• [Problem to solve]:
Rewrite the lines below, renaming every "even-odd" to "evenodd" and leaving everything else unchanged.

• [Available data]:
──────

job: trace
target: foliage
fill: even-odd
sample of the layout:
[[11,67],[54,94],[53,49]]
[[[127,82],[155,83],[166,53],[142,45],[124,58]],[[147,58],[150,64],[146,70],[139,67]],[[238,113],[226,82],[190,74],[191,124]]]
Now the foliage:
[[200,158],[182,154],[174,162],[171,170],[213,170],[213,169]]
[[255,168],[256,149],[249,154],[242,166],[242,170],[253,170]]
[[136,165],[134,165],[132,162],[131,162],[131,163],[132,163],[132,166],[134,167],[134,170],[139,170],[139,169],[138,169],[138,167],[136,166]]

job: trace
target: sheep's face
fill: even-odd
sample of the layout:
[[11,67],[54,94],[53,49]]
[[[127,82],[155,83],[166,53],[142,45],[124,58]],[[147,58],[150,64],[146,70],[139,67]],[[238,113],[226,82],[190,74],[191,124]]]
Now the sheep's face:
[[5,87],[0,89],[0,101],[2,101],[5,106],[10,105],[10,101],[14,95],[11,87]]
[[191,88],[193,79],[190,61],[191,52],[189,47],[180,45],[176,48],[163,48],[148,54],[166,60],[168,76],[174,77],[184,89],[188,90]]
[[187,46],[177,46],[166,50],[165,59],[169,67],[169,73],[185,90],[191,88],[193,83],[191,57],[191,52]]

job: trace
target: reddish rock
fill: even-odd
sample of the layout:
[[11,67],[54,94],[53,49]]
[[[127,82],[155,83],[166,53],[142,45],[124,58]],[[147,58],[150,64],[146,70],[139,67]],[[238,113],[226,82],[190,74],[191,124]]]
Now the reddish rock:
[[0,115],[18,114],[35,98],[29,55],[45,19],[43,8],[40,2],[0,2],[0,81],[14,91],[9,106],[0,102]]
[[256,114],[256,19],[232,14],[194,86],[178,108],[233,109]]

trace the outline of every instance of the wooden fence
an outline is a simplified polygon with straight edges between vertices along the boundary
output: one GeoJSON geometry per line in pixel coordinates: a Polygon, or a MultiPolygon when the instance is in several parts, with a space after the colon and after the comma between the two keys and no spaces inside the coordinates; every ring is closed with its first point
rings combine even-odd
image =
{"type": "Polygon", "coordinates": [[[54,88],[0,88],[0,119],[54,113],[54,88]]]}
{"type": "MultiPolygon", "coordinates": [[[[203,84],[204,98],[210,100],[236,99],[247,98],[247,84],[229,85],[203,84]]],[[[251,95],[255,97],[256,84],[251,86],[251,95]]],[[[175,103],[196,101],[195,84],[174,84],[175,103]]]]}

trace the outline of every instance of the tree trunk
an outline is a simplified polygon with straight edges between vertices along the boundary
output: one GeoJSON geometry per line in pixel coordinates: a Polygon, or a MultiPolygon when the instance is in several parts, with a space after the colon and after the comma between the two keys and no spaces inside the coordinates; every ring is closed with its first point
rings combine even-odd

──────

• [Output below]:
job: trace
target: foliage
fill: evenodd
sample of the layout:
[[11,67],[54,94],[53,49]]
[[[127,82],[155,83],[166,53],[142,45],[124,58]],[[147,58],[150,64],[146,70],[139,67]],[[238,113],[226,82],[190,74],[191,124]]]
Now the foliage:
[[200,158],[182,154],[174,162],[171,170],[213,170],[213,169]]
[[255,168],[256,149],[249,154],[242,166],[242,170],[253,170]]
[[136,165],[134,165],[132,162],[131,162],[131,163],[132,163],[132,166],[134,167],[134,170],[139,170],[139,169],[138,169],[138,167],[136,166]]

job: trace
target: sheep's face
fill: evenodd
sample of the layout:
[[11,67],[54,94],[53,49]]
[[[127,82],[155,83],[166,53],[142,45],[124,58]],[[147,58],[150,64],[146,70],[139,67]],[[238,113],[226,82],[190,74],[191,124]]]
Now the sheep's face:
[[5,87],[0,89],[0,101],[2,101],[5,106],[10,105],[10,101],[14,95],[11,87]]
[[191,88],[193,79],[190,61],[191,52],[189,47],[180,45],[176,48],[163,48],[148,54],[166,60],[168,76],[174,77],[184,89],[188,90]]
[[187,46],[177,46],[166,50],[165,59],[169,67],[169,73],[185,90],[191,88],[193,83],[191,57],[191,52]]

job: trace
target: reddish rock
fill: evenodd
sample of the layout:
[[11,67],[54,94],[53,49]]
[[[127,82],[155,83],[166,53],[142,45],[124,58]],[[147,58],[150,64],[146,70],[139,67]],[[238,113],[226,82],[190,74],[191,124]]]
Now the reddish rock:
[[0,115],[18,114],[35,98],[29,55],[45,19],[43,8],[40,2],[0,2],[0,81],[14,91],[9,106],[0,102]]
[[256,114],[256,19],[232,14],[194,86],[178,108],[233,109]]

trace the outline of every instance of the wooden fence
an outline is a simplified polygon with straight edges between vertices along the boundary
output: one GeoJSON geometry per line in pixel coordinates: a Polygon, or a MultiPolygon when the instance is in several parts, with a space after the colon and after the comma between the two keys and no spaces inside the coordinates; every ring is closed with its first point
rings combine evenodd
image =
{"type": "Polygon", "coordinates": [[[54,88],[0,88],[0,119],[54,113],[54,88]]]}
{"type": "MultiPolygon", "coordinates": [[[[203,84],[204,98],[210,100],[236,99],[247,98],[247,84],[229,85],[203,84]]],[[[251,95],[255,97],[256,84],[251,86],[251,95]]],[[[175,103],[196,101],[195,84],[174,84],[175,103]]]]}

trace the outline of every instance of the tree trunk
an outline is a simplified polygon with straight edges between vertices along the boundary
output: one GeoJSON geometry per line in pixel coordinates: a Polygon, or a MultiPolygon when the instance is in several parts, with a space after the colon and after the comma between the two keys and no spaces inside the coordinates; every ring is closed with its first point
rings combine evenodd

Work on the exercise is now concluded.